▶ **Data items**
───
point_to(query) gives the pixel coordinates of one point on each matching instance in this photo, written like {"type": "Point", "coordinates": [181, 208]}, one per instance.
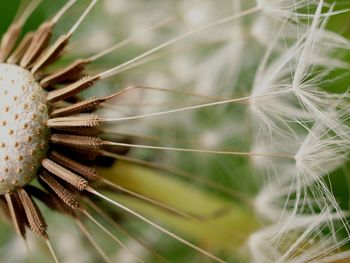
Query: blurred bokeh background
{"type": "Point", "coordinates": [219, 62]}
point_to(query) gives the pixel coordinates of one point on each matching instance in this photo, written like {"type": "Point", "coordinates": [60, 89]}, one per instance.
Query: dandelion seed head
{"type": "Point", "coordinates": [23, 132]}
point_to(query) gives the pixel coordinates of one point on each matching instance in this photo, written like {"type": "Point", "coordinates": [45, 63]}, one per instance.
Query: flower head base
{"type": "Point", "coordinates": [23, 129]}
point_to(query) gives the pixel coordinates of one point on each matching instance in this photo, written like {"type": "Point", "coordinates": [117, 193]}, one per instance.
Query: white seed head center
{"type": "Point", "coordinates": [23, 133]}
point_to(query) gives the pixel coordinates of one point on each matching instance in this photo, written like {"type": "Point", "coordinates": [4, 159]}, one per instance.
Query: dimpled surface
{"type": "Point", "coordinates": [23, 135]}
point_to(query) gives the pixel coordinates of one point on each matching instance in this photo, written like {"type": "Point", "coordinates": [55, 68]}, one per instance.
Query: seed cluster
{"type": "Point", "coordinates": [23, 132]}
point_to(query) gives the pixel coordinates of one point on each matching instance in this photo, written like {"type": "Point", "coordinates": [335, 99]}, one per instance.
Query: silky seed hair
{"type": "Point", "coordinates": [48, 133]}
{"type": "Point", "coordinates": [44, 136]}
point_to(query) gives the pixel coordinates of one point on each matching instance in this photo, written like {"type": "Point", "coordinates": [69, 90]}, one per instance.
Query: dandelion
{"type": "Point", "coordinates": [52, 136]}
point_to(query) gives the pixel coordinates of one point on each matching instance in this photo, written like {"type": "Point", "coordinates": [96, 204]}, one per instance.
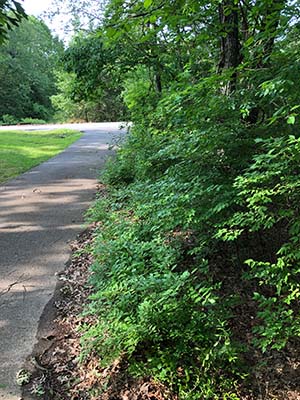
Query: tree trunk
{"type": "Point", "coordinates": [230, 46]}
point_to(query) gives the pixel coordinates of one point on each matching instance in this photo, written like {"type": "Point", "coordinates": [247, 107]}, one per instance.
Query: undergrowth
{"type": "Point", "coordinates": [197, 257]}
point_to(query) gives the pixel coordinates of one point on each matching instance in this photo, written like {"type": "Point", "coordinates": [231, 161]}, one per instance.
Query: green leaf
{"type": "Point", "coordinates": [147, 3]}
{"type": "Point", "coordinates": [291, 119]}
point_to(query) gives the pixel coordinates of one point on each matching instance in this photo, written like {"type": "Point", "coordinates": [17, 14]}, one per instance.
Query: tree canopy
{"type": "Point", "coordinates": [11, 14]}
{"type": "Point", "coordinates": [28, 59]}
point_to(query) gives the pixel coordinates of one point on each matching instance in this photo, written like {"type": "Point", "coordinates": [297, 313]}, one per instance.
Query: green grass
{"type": "Point", "coordinates": [20, 150]}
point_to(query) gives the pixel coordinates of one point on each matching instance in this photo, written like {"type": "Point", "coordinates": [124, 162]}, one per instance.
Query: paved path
{"type": "Point", "coordinates": [40, 212]}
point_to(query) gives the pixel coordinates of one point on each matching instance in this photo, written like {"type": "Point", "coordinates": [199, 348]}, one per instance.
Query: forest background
{"type": "Point", "coordinates": [196, 273]}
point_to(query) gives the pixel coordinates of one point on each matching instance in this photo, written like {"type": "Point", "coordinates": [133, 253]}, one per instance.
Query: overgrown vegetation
{"type": "Point", "coordinates": [197, 259]}
{"type": "Point", "coordinates": [21, 150]}
{"type": "Point", "coordinates": [28, 59]}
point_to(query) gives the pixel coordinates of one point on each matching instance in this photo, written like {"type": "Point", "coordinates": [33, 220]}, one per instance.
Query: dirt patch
{"type": "Point", "coordinates": [54, 367]}
{"type": "Point", "coordinates": [57, 372]}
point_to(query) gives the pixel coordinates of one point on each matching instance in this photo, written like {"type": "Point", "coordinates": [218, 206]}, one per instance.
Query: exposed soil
{"type": "Point", "coordinates": [57, 372]}
{"type": "Point", "coordinates": [55, 369]}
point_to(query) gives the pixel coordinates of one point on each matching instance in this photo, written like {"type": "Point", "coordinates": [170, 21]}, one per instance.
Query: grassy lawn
{"type": "Point", "coordinates": [20, 150]}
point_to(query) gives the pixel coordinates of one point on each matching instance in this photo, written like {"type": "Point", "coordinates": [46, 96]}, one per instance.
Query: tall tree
{"type": "Point", "coordinates": [11, 14]}
{"type": "Point", "coordinates": [27, 60]}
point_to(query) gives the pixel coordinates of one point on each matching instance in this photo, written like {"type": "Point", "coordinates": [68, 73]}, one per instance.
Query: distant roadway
{"type": "Point", "coordinates": [41, 211]}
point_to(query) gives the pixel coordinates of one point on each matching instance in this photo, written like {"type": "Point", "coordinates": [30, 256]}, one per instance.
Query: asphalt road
{"type": "Point", "coordinates": [40, 212]}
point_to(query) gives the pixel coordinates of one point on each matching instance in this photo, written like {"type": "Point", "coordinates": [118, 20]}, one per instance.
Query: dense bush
{"type": "Point", "coordinates": [198, 249]}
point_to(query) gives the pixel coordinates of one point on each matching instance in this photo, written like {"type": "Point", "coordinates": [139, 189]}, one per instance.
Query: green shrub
{"type": "Point", "coordinates": [9, 119]}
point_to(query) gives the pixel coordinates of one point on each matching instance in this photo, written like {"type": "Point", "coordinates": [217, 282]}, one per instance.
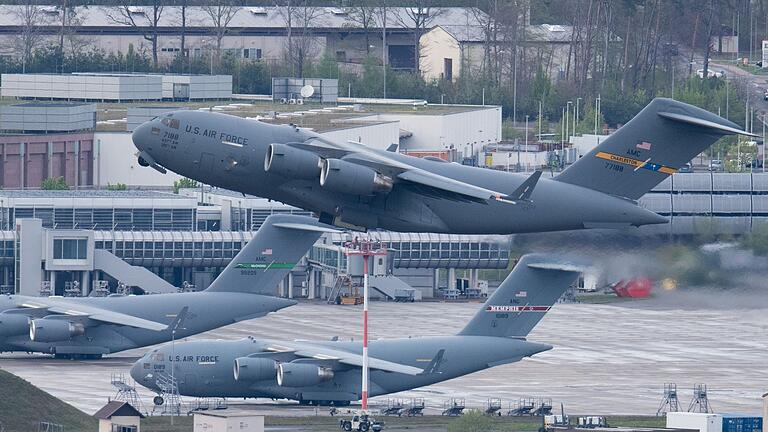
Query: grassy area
{"type": "Point", "coordinates": [23, 406]}
{"type": "Point", "coordinates": [325, 423]}
{"type": "Point", "coordinates": [754, 70]}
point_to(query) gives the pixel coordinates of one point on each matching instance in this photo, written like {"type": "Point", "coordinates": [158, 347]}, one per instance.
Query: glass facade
{"type": "Point", "coordinates": [108, 219]}
{"type": "Point", "coordinates": [171, 249]}
{"type": "Point", "coordinates": [432, 254]}
{"type": "Point", "coordinates": [70, 249]}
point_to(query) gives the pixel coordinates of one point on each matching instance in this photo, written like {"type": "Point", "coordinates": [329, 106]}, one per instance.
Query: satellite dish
{"type": "Point", "coordinates": [307, 91]}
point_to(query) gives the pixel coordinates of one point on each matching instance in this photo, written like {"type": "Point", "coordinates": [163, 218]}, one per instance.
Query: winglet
{"type": "Point", "coordinates": [524, 192]}
{"type": "Point", "coordinates": [433, 365]}
{"type": "Point", "coordinates": [178, 320]}
{"type": "Point", "coordinates": [696, 121]}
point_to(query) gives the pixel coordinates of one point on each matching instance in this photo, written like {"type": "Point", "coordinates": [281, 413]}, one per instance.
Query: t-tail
{"type": "Point", "coordinates": [272, 252]}
{"type": "Point", "coordinates": [525, 296]}
{"type": "Point", "coordinates": [659, 140]}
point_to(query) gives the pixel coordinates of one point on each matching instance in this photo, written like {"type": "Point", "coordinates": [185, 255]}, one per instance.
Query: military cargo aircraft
{"type": "Point", "coordinates": [328, 372]}
{"type": "Point", "coordinates": [90, 327]}
{"type": "Point", "coordinates": [350, 185]}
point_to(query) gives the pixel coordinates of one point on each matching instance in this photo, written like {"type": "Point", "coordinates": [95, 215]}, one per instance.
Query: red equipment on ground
{"type": "Point", "coordinates": [633, 288]}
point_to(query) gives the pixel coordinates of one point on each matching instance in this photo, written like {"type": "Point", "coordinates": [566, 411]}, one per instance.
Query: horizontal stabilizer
{"type": "Point", "coordinates": [433, 365]}
{"type": "Point", "coordinates": [525, 190]}
{"type": "Point", "coordinates": [272, 253]}
{"type": "Point", "coordinates": [79, 309]}
{"type": "Point", "coordinates": [525, 296]}
{"type": "Point", "coordinates": [659, 140]}
{"type": "Point", "coordinates": [706, 124]}
{"type": "Point", "coordinates": [306, 227]}
{"type": "Point", "coordinates": [436, 181]}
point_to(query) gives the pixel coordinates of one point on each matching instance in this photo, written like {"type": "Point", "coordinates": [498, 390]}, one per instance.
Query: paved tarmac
{"type": "Point", "coordinates": [608, 359]}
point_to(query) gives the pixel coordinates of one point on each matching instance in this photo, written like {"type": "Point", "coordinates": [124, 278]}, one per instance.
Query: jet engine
{"type": "Point", "coordinates": [342, 176]}
{"type": "Point", "coordinates": [254, 369]}
{"type": "Point", "coordinates": [301, 374]}
{"type": "Point", "coordinates": [52, 330]}
{"type": "Point", "coordinates": [13, 324]}
{"type": "Point", "coordinates": [291, 162]}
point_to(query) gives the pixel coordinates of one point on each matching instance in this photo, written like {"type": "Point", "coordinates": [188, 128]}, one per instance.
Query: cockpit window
{"type": "Point", "coordinates": [171, 123]}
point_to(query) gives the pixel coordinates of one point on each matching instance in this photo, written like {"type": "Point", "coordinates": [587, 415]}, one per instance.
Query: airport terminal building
{"type": "Point", "coordinates": [73, 242]}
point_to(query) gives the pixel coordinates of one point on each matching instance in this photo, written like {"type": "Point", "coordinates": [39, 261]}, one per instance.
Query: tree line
{"type": "Point", "coordinates": [622, 52]}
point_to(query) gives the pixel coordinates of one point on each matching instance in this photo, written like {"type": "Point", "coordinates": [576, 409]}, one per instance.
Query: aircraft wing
{"type": "Point", "coordinates": [360, 154]}
{"type": "Point", "coordinates": [323, 353]}
{"type": "Point", "coordinates": [63, 307]}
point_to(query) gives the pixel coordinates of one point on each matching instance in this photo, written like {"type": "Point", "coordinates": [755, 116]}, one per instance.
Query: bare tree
{"type": "Point", "coordinates": [144, 19]}
{"type": "Point", "coordinates": [303, 15]}
{"type": "Point", "coordinates": [24, 42]}
{"type": "Point", "coordinates": [363, 15]}
{"type": "Point", "coordinates": [221, 13]}
{"type": "Point", "coordinates": [418, 17]}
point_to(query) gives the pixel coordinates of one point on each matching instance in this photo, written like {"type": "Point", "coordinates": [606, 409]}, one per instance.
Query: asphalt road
{"type": "Point", "coordinates": [608, 359]}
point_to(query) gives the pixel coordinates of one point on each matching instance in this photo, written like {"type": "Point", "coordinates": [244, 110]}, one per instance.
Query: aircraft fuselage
{"type": "Point", "coordinates": [229, 152]}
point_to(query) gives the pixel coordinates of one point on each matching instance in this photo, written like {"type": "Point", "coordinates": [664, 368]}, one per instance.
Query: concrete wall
{"type": "Point", "coordinates": [27, 160]}
{"type": "Point", "coordinates": [436, 46]}
{"type": "Point", "coordinates": [45, 117]}
{"type": "Point", "coordinates": [29, 276]}
{"type": "Point", "coordinates": [82, 87]}
{"type": "Point", "coordinates": [115, 162]}
{"type": "Point", "coordinates": [378, 136]}
{"type": "Point", "coordinates": [462, 131]}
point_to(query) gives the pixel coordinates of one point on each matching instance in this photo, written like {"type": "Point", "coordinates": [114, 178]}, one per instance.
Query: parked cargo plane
{"type": "Point", "coordinates": [328, 372]}
{"type": "Point", "coordinates": [350, 185]}
{"type": "Point", "coordinates": [91, 327]}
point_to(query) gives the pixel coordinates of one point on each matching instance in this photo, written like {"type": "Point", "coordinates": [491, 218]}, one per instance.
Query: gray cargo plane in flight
{"type": "Point", "coordinates": [328, 372]}
{"type": "Point", "coordinates": [90, 327]}
{"type": "Point", "coordinates": [350, 185]}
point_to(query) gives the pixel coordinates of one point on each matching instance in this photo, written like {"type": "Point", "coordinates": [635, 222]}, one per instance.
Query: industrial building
{"type": "Point", "coordinates": [116, 87]}
{"type": "Point", "coordinates": [253, 33]}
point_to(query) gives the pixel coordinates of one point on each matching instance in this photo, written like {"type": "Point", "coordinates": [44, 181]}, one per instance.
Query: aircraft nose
{"type": "Point", "coordinates": [141, 135]}
{"type": "Point", "coordinates": [647, 217]}
{"type": "Point", "coordinates": [141, 371]}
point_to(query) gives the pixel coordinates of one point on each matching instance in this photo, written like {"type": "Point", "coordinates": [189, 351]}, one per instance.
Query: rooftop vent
{"type": "Point", "coordinates": [50, 10]}
{"type": "Point", "coordinates": [553, 28]}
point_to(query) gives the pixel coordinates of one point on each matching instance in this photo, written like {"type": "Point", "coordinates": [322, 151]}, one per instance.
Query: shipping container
{"type": "Point", "coordinates": [702, 422]}
{"type": "Point", "coordinates": [742, 423]}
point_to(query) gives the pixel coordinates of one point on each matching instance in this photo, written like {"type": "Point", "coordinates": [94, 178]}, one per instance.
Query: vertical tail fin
{"type": "Point", "coordinates": [660, 139]}
{"type": "Point", "coordinates": [521, 301]}
{"type": "Point", "coordinates": [272, 252]}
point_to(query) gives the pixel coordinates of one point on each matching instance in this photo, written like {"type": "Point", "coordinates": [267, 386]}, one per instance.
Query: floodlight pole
{"type": "Point", "coordinates": [366, 249]}
{"type": "Point", "coordinates": [365, 332]}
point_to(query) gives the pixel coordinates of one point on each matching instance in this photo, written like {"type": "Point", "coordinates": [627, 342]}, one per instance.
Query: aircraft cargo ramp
{"type": "Point", "coordinates": [393, 288]}
{"type": "Point", "coordinates": [130, 275]}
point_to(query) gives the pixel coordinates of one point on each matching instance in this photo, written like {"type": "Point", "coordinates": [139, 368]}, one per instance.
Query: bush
{"type": "Point", "coordinates": [471, 421]}
{"type": "Point", "coordinates": [184, 183]}
{"type": "Point", "coordinates": [117, 186]}
{"type": "Point", "coordinates": [54, 183]}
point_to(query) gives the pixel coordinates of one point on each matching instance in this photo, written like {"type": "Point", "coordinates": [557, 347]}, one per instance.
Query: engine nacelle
{"type": "Point", "coordinates": [301, 374]}
{"type": "Point", "coordinates": [255, 369]}
{"type": "Point", "coordinates": [342, 176]}
{"type": "Point", "coordinates": [13, 324]}
{"type": "Point", "coordinates": [291, 162]}
{"type": "Point", "coordinates": [52, 330]}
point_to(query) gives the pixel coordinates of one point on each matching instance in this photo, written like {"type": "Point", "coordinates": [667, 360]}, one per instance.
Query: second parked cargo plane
{"type": "Point", "coordinates": [91, 327]}
{"type": "Point", "coordinates": [328, 372]}
{"type": "Point", "coordinates": [353, 186]}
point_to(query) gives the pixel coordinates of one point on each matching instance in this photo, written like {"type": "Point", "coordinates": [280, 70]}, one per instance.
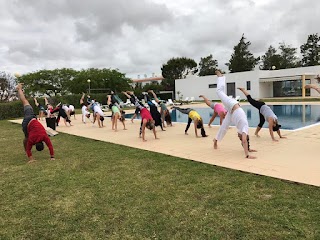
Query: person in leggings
{"type": "Point", "coordinates": [218, 110]}
{"type": "Point", "coordinates": [34, 132]}
{"type": "Point", "coordinates": [265, 113]}
{"type": "Point", "coordinates": [156, 115]}
{"type": "Point", "coordinates": [235, 115]}
{"type": "Point", "coordinates": [165, 114]}
{"type": "Point", "coordinates": [195, 117]}
{"type": "Point", "coordinates": [147, 120]}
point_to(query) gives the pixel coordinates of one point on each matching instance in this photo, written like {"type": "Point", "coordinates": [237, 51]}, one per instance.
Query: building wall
{"type": "Point", "coordinates": [193, 86]}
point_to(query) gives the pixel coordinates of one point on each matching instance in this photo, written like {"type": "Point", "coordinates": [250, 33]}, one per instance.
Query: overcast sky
{"type": "Point", "coordinates": [137, 37]}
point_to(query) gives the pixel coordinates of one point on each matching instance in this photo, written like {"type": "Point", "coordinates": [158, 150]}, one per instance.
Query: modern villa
{"type": "Point", "coordinates": [260, 83]}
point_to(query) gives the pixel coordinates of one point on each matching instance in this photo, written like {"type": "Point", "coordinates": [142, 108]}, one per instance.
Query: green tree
{"type": "Point", "coordinates": [270, 59]}
{"type": "Point", "coordinates": [311, 51]}
{"type": "Point", "coordinates": [177, 68]}
{"type": "Point", "coordinates": [242, 59]}
{"type": "Point", "coordinates": [49, 82]}
{"type": "Point", "coordinates": [207, 66]}
{"type": "Point", "coordinates": [288, 57]}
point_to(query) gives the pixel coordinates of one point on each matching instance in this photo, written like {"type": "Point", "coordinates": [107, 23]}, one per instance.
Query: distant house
{"type": "Point", "coordinates": [260, 83]}
{"type": "Point", "coordinates": [149, 80]}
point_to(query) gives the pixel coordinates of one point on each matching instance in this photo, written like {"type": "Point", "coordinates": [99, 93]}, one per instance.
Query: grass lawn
{"type": "Point", "coordinates": [98, 190]}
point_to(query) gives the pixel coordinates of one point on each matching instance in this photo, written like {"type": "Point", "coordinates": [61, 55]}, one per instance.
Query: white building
{"type": "Point", "coordinates": [260, 83]}
{"type": "Point", "coordinates": [150, 80]}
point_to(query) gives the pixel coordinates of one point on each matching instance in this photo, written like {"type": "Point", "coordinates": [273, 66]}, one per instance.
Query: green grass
{"type": "Point", "coordinates": [98, 190]}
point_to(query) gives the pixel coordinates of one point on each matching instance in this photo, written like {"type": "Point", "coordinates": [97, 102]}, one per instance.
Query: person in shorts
{"type": "Point", "coordinates": [34, 132]}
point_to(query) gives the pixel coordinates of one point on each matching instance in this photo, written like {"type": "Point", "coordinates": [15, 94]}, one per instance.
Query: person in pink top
{"type": "Point", "coordinates": [218, 110]}
{"type": "Point", "coordinates": [146, 118]}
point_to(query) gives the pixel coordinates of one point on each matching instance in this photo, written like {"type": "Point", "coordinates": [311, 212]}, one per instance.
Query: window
{"type": "Point", "coordinates": [212, 85]}
{"type": "Point", "coordinates": [248, 85]}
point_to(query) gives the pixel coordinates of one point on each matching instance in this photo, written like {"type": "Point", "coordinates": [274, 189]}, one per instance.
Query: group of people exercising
{"type": "Point", "coordinates": [229, 111]}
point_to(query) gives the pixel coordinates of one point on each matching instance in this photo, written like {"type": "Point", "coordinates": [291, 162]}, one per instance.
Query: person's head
{"type": "Point", "coordinates": [218, 72]}
{"type": "Point", "coordinates": [200, 124]}
{"type": "Point", "coordinates": [248, 140]}
{"type": "Point", "coordinates": [39, 146]}
{"type": "Point", "coordinates": [276, 127]}
{"type": "Point", "coordinates": [167, 118]}
{"type": "Point", "coordinates": [150, 124]}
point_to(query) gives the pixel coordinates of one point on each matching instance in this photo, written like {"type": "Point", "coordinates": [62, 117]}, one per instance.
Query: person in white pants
{"type": "Point", "coordinates": [235, 115]}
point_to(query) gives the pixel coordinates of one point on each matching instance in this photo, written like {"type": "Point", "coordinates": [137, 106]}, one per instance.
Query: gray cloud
{"type": "Point", "coordinates": [137, 37]}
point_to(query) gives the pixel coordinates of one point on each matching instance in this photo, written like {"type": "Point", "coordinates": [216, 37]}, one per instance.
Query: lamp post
{"type": "Point", "coordinates": [89, 84]}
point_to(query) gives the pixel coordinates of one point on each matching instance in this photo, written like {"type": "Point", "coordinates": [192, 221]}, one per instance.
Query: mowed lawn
{"type": "Point", "coordinates": [98, 190]}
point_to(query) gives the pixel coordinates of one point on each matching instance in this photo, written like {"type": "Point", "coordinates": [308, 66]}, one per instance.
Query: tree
{"type": "Point", "coordinates": [288, 58]}
{"type": "Point", "coordinates": [207, 66]}
{"type": "Point", "coordinates": [177, 68]}
{"type": "Point", "coordinates": [7, 83]}
{"type": "Point", "coordinates": [311, 51]}
{"type": "Point", "coordinates": [242, 59]}
{"type": "Point", "coordinates": [69, 81]}
{"type": "Point", "coordinates": [270, 59]}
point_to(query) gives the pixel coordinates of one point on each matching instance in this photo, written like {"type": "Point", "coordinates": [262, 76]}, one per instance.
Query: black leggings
{"type": "Point", "coordinates": [258, 105]}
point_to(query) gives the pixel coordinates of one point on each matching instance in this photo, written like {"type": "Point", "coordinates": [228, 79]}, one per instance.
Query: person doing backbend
{"type": "Point", "coordinates": [165, 114]}
{"type": "Point", "coordinates": [146, 118]}
{"type": "Point", "coordinates": [265, 113]}
{"type": "Point", "coordinates": [195, 117]}
{"type": "Point", "coordinates": [235, 115]}
{"type": "Point", "coordinates": [34, 132]}
{"type": "Point", "coordinates": [218, 110]}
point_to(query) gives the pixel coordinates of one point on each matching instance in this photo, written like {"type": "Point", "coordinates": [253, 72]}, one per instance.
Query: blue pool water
{"type": "Point", "coordinates": [290, 117]}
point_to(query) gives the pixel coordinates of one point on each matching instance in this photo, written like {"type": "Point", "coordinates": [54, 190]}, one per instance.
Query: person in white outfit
{"type": "Point", "coordinates": [235, 115]}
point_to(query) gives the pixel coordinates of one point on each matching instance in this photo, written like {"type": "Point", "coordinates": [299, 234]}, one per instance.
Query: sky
{"type": "Point", "coordinates": [138, 37]}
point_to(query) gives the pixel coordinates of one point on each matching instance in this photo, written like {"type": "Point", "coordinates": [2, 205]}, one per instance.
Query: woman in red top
{"type": "Point", "coordinates": [147, 120]}
{"type": "Point", "coordinates": [34, 132]}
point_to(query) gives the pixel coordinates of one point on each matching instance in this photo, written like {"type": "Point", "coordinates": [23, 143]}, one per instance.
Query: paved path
{"type": "Point", "coordinates": [295, 158]}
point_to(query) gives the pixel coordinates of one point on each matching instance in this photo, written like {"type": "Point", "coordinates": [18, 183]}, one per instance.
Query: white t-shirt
{"type": "Point", "coordinates": [98, 110]}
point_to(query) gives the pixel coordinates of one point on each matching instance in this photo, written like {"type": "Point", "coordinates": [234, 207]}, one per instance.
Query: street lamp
{"type": "Point", "coordinates": [89, 84]}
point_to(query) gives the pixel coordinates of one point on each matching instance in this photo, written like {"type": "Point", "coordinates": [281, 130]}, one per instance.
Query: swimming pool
{"type": "Point", "coordinates": [290, 117]}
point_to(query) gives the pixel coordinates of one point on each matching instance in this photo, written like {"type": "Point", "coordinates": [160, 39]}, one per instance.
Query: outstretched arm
{"type": "Point", "coordinates": [21, 95]}
{"type": "Point", "coordinates": [212, 119]}
{"type": "Point", "coordinates": [154, 96]}
{"type": "Point", "coordinates": [315, 87]}
{"type": "Point", "coordinates": [36, 102]}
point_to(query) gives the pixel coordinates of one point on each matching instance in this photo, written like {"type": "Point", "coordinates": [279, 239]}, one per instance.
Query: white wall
{"type": "Point", "coordinates": [193, 86]}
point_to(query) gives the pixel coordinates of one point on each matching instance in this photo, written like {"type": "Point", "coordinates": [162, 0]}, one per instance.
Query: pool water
{"type": "Point", "coordinates": [290, 117]}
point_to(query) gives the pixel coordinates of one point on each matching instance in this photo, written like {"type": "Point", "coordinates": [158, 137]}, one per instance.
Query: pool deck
{"type": "Point", "coordinates": [294, 159]}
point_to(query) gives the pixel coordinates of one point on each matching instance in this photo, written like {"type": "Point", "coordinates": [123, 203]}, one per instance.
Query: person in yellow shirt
{"type": "Point", "coordinates": [194, 116]}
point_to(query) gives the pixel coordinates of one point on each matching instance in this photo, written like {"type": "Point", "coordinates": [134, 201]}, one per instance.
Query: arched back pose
{"type": "Point", "coordinates": [147, 120]}
{"type": "Point", "coordinates": [265, 113]}
{"type": "Point", "coordinates": [195, 117]}
{"type": "Point", "coordinates": [165, 114]}
{"type": "Point", "coordinates": [218, 110]}
{"type": "Point", "coordinates": [235, 114]}
{"type": "Point", "coordinates": [97, 113]}
{"type": "Point", "coordinates": [34, 132]}
{"type": "Point", "coordinates": [156, 115]}
{"type": "Point", "coordinates": [61, 113]}
{"type": "Point", "coordinates": [42, 110]}
{"type": "Point", "coordinates": [116, 115]}
{"type": "Point", "coordinates": [84, 109]}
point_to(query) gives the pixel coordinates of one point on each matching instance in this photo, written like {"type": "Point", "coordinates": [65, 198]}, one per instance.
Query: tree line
───
▶ **What is required**
Pick out every line in the rows above that contains the string "tail", and copy each one.

▶ **Answer to this task**
Query: t-tail
Query: vertical tail fin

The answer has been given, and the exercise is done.